TASK INPUTS:

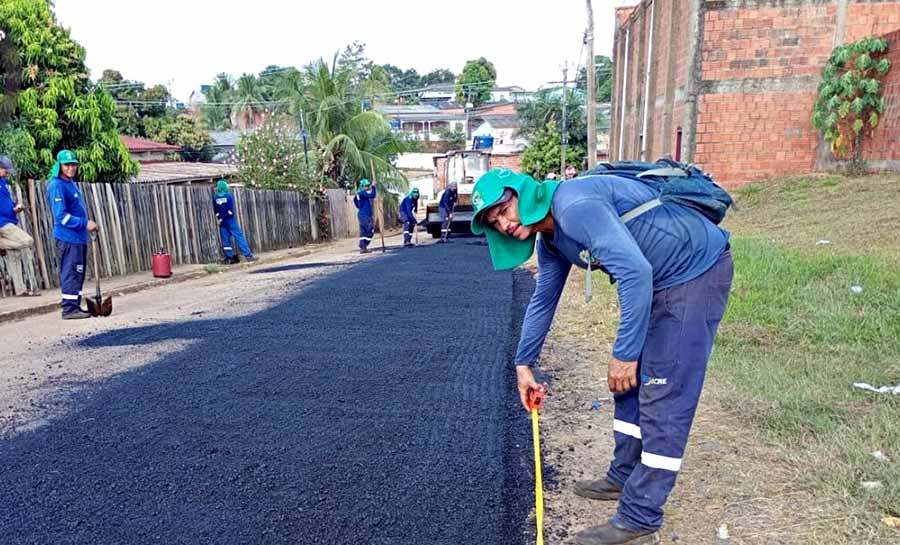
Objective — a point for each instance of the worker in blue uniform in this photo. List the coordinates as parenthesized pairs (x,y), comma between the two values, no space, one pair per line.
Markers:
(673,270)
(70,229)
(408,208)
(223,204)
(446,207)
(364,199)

==

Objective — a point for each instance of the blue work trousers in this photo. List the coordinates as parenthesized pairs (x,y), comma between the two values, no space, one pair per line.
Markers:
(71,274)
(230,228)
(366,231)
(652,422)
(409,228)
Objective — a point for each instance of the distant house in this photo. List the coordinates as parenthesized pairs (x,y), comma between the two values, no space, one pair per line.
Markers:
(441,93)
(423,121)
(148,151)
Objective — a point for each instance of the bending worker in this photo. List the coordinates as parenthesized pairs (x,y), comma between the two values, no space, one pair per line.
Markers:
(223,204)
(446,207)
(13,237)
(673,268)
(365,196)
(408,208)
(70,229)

WHAT TO DO: Pick out every row above that contains the word "worker", treating uppercase and lowercase as different, and copy each one.

RESPONSE TO THE TASK:
Objective — a point for each instance of the worker in blue uniform in this photo. List the coordinates as parenthesized pairs (x,y), comma between the two values, no space, one pair per line.
Objective — a point for each instance of the bending worker in this photo. List the coordinates as parenthesized pairs (x,y), comma between the two values, no space, one pair per line.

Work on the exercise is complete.